Task |
Every line of the data below is to be written out again exactly.

====== Dataset excerpts

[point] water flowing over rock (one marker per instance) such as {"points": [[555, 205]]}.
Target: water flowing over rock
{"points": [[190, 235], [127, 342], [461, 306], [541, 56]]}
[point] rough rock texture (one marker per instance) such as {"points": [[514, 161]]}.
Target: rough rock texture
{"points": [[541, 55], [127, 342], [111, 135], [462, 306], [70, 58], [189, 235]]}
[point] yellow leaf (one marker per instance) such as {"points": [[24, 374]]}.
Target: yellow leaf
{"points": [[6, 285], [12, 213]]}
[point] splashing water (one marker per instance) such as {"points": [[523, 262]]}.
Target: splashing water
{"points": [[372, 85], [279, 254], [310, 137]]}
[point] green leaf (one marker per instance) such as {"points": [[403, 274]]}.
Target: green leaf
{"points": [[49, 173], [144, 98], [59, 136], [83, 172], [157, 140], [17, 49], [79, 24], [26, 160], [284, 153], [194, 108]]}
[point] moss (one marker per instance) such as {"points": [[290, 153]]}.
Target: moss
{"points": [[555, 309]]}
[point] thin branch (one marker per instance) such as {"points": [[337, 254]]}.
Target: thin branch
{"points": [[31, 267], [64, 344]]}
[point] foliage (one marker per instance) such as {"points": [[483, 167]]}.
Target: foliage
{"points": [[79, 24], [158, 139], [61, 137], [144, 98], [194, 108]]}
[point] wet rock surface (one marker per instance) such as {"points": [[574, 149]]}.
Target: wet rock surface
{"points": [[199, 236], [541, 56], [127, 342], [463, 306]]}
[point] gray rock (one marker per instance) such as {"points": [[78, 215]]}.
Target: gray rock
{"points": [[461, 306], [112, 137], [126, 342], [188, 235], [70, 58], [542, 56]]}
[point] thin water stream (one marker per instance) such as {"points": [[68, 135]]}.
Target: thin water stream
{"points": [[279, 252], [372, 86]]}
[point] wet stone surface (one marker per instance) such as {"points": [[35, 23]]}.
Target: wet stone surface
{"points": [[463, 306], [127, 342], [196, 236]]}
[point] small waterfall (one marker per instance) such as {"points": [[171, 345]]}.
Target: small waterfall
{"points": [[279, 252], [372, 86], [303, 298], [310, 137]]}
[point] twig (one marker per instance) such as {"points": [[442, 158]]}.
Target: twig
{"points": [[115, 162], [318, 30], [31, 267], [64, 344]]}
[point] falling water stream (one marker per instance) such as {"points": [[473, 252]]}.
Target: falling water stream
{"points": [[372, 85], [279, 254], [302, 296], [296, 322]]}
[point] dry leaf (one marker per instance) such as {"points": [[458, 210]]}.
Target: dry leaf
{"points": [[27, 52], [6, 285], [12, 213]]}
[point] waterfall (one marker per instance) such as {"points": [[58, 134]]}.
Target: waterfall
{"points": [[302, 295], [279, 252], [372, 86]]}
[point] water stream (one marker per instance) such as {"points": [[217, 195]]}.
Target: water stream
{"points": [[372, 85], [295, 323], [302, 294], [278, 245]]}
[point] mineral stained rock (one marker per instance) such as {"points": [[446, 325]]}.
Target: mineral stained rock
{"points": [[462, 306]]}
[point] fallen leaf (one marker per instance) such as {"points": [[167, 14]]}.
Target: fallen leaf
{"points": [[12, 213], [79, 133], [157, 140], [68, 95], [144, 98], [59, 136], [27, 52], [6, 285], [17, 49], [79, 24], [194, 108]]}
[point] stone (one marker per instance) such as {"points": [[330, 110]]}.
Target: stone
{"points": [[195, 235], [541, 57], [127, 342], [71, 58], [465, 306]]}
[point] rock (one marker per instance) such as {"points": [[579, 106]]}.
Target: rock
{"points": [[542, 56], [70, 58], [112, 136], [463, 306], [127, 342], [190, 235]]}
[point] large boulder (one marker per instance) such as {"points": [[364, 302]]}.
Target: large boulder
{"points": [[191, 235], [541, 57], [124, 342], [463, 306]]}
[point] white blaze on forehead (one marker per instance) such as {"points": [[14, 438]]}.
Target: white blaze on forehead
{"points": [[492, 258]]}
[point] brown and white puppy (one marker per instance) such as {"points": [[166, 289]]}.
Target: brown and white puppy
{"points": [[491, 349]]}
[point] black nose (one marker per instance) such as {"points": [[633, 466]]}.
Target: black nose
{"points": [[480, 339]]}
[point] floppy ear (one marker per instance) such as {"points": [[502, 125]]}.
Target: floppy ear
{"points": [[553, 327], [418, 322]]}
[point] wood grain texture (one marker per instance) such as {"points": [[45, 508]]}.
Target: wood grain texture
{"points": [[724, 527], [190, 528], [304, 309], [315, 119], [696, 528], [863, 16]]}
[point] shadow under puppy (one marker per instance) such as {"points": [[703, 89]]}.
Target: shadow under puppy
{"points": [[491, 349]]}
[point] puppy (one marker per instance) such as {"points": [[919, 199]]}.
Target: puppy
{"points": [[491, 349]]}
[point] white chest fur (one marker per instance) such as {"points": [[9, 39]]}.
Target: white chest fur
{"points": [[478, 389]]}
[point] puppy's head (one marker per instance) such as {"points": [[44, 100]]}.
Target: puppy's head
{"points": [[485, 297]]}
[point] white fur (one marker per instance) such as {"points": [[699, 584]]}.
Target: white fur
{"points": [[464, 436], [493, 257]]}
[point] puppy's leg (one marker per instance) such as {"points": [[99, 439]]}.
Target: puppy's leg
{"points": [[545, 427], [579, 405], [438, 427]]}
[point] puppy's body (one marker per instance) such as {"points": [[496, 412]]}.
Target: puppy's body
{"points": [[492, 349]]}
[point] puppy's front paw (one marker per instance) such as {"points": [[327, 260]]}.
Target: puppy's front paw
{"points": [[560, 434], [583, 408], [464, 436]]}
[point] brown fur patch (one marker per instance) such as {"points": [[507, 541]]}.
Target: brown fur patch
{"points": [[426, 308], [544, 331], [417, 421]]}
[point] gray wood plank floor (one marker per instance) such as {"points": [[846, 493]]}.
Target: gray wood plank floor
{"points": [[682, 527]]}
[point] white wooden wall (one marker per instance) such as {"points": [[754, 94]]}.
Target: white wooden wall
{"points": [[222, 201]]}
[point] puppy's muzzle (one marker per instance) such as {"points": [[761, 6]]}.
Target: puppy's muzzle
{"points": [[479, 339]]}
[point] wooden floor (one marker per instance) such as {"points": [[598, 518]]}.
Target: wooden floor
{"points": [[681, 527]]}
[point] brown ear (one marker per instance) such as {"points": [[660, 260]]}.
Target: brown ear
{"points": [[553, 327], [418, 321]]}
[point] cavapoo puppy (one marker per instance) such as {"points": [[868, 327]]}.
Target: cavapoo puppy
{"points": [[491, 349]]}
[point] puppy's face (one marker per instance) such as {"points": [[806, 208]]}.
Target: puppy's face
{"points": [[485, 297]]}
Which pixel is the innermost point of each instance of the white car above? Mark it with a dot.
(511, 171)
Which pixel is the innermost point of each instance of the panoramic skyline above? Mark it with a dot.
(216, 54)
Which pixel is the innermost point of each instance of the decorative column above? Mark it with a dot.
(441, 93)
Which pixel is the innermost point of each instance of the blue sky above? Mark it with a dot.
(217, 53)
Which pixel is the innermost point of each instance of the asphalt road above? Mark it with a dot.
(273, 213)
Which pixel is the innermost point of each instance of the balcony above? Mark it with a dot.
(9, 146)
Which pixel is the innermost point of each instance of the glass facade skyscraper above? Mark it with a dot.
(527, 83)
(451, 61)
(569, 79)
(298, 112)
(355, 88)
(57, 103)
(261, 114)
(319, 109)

============

Task solution |
[point] water flowing over rock (one marker per instance) such as {"points": [[555, 205]]}.
Target: water flowing over rock
{"points": [[190, 235], [127, 342], [461, 306], [541, 56]]}
[point] rough rock texture (one marker per instance) such as {"points": [[514, 161]]}.
Target: rough rock texture
{"points": [[541, 55], [127, 342], [111, 135], [462, 306], [70, 58], [189, 235]]}
[point] yellow leaf (one marker per instance) such as {"points": [[24, 374]]}.
Target: yellow leaf
{"points": [[6, 285], [12, 213]]}
[point] splashing water (one marker per instance) such as {"points": [[523, 262]]}.
Target: splashing water
{"points": [[372, 85], [279, 254], [310, 137]]}
[point] green leaf (one marker per instance) such as {"points": [[403, 274]]}.
Target: green leaf
{"points": [[49, 173], [144, 98], [59, 136], [83, 172], [157, 140], [17, 49], [79, 24], [26, 160], [284, 153], [194, 108]]}
[point] moss (one marker per instance) such as {"points": [[290, 153]]}.
Target: moss
{"points": [[555, 309]]}
[point] thin branch (one marker per instance) such as {"points": [[337, 254]]}.
Target: thin branch
{"points": [[31, 267], [64, 344]]}
[point] foliage (one marker per instance) such as {"points": [[483, 167]]}.
Target: foliage
{"points": [[79, 24], [158, 139], [61, 137], [144, 98], [194, 108]]}
[point] wet rock surface (one marker per instance) such as {"points": [[574, 149]]}.
Target: wet rock surface
{"points": [[199, 236], [541, 56], [127, 342], [463, 306]]}
[point] gray rock (one marker per instance) such as {"points": [[78, 215]]}.
Target: gray rock
{"points": [[461, 306], [112, 137], [126, 342], [188, 235], [70, 58], [542, 56]]}
[point] thin water stream (one marker per instance) such as {"points": [[68, 135]]}.
Target: thin water stream
{"points": [[279, 252], [372, 86]]}
[point] wet stone surface (one marker per instance) such as {"points": [[35, 23]]}.
Target: wet stone surface
{"points": [[463, 306], [127, 342], [196, 236]]}
[point] small waterfall (one marker per instance) such as {"points": [[171, 345]]}.
Target: small waterfall
{"points": [[279, 252], [372, 86], [303, 298], [310, 137]]}
[point] twig (one marker per instance) such as {"points": [[442, 158]]}.
Target: twig
{"points": [[115, 162], [318, 30], [31, 267], [64, 344]]}
[point] falling water stream (one marker per instance) such as {"points": [[473, 252]]}.
Target: falling water stream
{"points": [[372, 85], [279, 254], [302, 296], [296, 322]]}
[point] dry leaf (one marker per instance) such as {"points": [[458, 210]]}.
Target: dry leaf
{"points": [[27, 52], [6, 285], [12, 213]]}
[point] waterfall (one marker per instance) such as {"points": [[58, 134]]}.
Target: waterfall
{"points": [[302, 295], [279, 252], [372, 86]]}
[point] water stream (one marker per instance) such as {"points": [[217, 195]]}.
Target: water stream
{"points": [[372, 85], [295, 323], [302, 294], [278, 245]]}
[point] mineral stained rock (one marker per instance) such as {"points": [[446, 325]]}.
Target: mineral stained rock
{"points": [[462, 306]]}
[point] fallen leaf (one marker per instance) such as {"points": [[167, 14]]}.
Target: fallen leaf
{"points": [[12, 213], [79, 133], [157, 140], [68, 95], [144, 98], [59, 136], [27, 52], [6, 285], [17, 49], [79, 24], [194, 108]]}
[point] stone (one marker per instance) such as {"points": [[330, 110]]}.
Target: stone
{"points": [[195, 235], [541, 57], [127, 342], [71, 58], [465, 306]]}
[point] rock (one marker per instance) such as {"points": [[579, 106]]}.
Target: rock
{"points": [[542, 56], [70, 58], [112, 136], [463, 306], [127, 342], [190, 235]]}
[point] large boulder (one marker per instance) such as {"points": [[364, 302]]}.
Target: large boulder
{"points": [[191, 235], [541, 57], [124, 342], [463, 306]]}
[point] white blaze on forehead (one marker per instance) such as {"points": [[14, 438]]}.
Target: white blaze on forehead
{"points": [[492, 258]]}
[point] brown and white puppy (one marker per instance) such as {"points": [[166, 289]]}.
Target: brown and white puppy
{"points": [[491, 349]]}
[point] black nose (one marker per instance) such as {"points": [[633, 466]]}.
Target: black nose
{"points": [[480, 339]]}
[point] floppy ear (one marker per instance) such as {"points": [[502, 125]]}.
Target: floppy ear
{"points": [[553, 327], [418, 322]]}
[point] wood grain texture (one marker per instance) such as {"points": [[45, 508]]}.
Target: wood grain texture
{"points": [[724, 527], [190, 528], [304, 309], [315, 119], [696, 528], [863, 16]]}
[point] shadow under puppy (one marker per instance) such as {"points": [[703, 89]]}.
Target: shadow under puppy
{"points": [[491, 349]]}
[point] puppy (one marker per instance) such as {"points": [[919, 199]]}.
Target: puppy
{"points": [[491, 349]]}
[point] white chest fur (one marker per instance) such as {"points": [[9, 39]]}.
Target: white chest fur
{"points": [[478, 389]]}
[point] puppy's head (one marker per instance) such as {"points": [[44, 100]]}.
Target: puppy's head
{"points": [[485, 297]]}
[point] white fur (one marker per instance) such as {"points": [[699, 584]]}.
Target: white fur
{"points": [[464, 436], [493, 257]]}
[point] puppy's leg (one marker per instance) such as {"points": [[99, 439]]}.
Target: puppy's leg
{"points": [[545, 427], [579, 405], [438, 427]]}
[point] puppy's body (one marker per instance) such as {"points": [[496, 412]]}.
Target: puppy's body
{"points": [[492, 349]]}
[point] puppy's front paw (one marker per instance) such as {"points": [[327, 260]]}.
Target: puppy's front paw
{"points": [[560, 434], [583, 408], [464, 436]]}
[point] brown fur patch (one marker per instance) such as {"points": [[507, 541]]}.
Target: brown fur patch
{"points": [[426, 308], [544, 331], [417, 421]]}
[point] gray wood plank floor (one marker per instance) such as {"points": [[846, 493]]}.
Target: gray wood plank floor
{"points": [[682, 527]]}
[point] white wooden wall (one marker per instance) such as {"points": [[754, 94]]}.
Target: white wooden wall
{"points": [[222, 201]]}
[point] puppy's muzzle (one marker per instance) such as {"points": [[761, 6]]}.
Target: puppy's muzzle
{"points": [[479, 339]]}
[point] wooden floor (one marker per instance) such as {"points": [[598, 518]]}.
Target: wooden floor
{"points": [[681, 527]]}
[point] brown ear (one marker per instance) such as {"points": [[660, 260]]}.
Target: brown ear
{"points": [[553, 327], [418, 321]]}
[point] cavapoo puppy (one marker per instance) such as {"points": [[868, 327]]}.
Target: cavapoo puppy
{"points": [[491, 349]]}
[point] puppy's face (one marker per instance) such as {"points": [[806, 208]]}.
Target: puppy's face
{"points": [[485, 297]]}
Which pixel is the innermost point of each instance of the white car above? Mark it with a dot.
(511, 171)
Which pixel is the innermost point of each instance of the panoramic skyline above? Mark it with a dot.
(216, 54)
Which pixel is the innermost point of each instance of the decorative column above? Mark it with a dot.
(441, 93)
Which pixel is the innermost point of each instance of the blue sky above? Mark it with a dot.
(217, 53)
Which pixel is the innermost point of each instance of the asphalt road above? Mark it with a dot.
(273, 213)
Which pixel is the innermost point of each instance of the balcony above? Mark it with a dot.
(9, 146)
Which pixel is the innermost point of each instance of the glass facade skyscraper above? Mark it with a dot.
(527, 83)
(451, 61)
(569, 79)
(298, 112)
(355, 88)
(57, 103)
(261, 114)
(319, 109)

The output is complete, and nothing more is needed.